▸ Goal of the exercise
In the data below, find the line that contains "Exercise. Pick out the jacket" and the line that contains "Exercise. Pick out the shoulder". Copy both, plus every line between them, exactly.

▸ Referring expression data
******************************

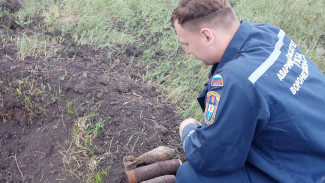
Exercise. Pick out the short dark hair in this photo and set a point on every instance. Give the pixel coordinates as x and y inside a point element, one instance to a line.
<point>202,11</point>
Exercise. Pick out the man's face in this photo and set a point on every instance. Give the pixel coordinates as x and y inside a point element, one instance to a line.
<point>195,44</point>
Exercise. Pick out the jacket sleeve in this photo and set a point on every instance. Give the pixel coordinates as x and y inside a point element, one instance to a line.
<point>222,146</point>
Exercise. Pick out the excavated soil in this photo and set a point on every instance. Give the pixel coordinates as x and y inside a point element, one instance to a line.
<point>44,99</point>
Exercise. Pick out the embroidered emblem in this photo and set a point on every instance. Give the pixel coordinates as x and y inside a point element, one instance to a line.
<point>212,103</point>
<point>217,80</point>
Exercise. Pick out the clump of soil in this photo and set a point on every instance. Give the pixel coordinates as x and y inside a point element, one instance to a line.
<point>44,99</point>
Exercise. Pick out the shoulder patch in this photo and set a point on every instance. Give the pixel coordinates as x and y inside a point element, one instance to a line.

******************************

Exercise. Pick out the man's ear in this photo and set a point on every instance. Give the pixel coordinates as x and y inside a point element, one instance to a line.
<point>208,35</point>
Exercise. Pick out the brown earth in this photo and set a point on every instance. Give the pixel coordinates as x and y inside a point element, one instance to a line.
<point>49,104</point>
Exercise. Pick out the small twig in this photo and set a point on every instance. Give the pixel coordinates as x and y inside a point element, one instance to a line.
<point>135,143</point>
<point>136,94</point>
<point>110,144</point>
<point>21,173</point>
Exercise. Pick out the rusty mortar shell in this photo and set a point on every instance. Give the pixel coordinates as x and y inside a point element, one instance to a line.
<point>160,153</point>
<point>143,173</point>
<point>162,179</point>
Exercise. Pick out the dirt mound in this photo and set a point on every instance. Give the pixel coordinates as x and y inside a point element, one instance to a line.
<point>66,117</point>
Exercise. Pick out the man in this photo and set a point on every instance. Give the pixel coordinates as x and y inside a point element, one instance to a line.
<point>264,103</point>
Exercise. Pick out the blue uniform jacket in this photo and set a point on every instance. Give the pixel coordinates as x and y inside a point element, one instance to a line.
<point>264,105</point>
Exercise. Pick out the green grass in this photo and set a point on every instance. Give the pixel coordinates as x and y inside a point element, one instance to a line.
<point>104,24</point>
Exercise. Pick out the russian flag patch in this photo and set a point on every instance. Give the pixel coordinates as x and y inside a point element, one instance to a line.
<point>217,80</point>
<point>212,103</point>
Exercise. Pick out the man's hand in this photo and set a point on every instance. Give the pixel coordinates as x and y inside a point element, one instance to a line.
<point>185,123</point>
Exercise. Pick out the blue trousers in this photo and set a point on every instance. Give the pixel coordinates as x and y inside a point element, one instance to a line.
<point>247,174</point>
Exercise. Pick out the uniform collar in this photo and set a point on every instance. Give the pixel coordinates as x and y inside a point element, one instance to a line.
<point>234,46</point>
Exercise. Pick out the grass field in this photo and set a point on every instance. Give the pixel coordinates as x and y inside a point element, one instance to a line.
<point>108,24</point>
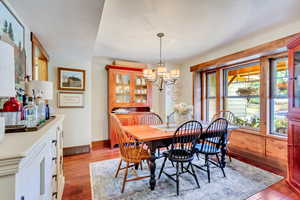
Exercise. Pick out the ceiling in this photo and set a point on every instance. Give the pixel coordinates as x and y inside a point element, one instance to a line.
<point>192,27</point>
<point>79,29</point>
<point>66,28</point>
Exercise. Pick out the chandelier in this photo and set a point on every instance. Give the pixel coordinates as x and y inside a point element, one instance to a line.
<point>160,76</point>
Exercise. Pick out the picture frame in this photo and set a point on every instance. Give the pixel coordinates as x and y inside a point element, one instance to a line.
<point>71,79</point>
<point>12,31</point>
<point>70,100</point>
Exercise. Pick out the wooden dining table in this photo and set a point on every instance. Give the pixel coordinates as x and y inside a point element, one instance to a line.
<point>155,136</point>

******************************

▸ Response
Exercise. Pick out the jacket sleeve in this photo and set a point on every instance. Give the pixel coordinates as x and y inside a point element, one instance to a line.
<point>222,146</point>
Exercise. Pick out the excavated soil in this photo and set a point on every instance. Give the pixel coordinates as x and y inside a point element, one instance to a line.
<point>44,99</point>
Exercise. Pick out the embroidered emblem in this photo and set a point on every instance. Give the pixel coordinates as x and y inside a point element, one instance to a line.
<point>212,103</point>
<point>217,80</point>
Exercise. Pick out the clump of soil in this photo and set a point on every instance. Give the pixel coordinates as x and y inside a point element, one instance to a line.
<point>44,99</point>
Exercise. Pick out the shoulder patch in this photo and set a point on every instance. Give the pixel coordinates as x and y inside a point element, one instance to a line.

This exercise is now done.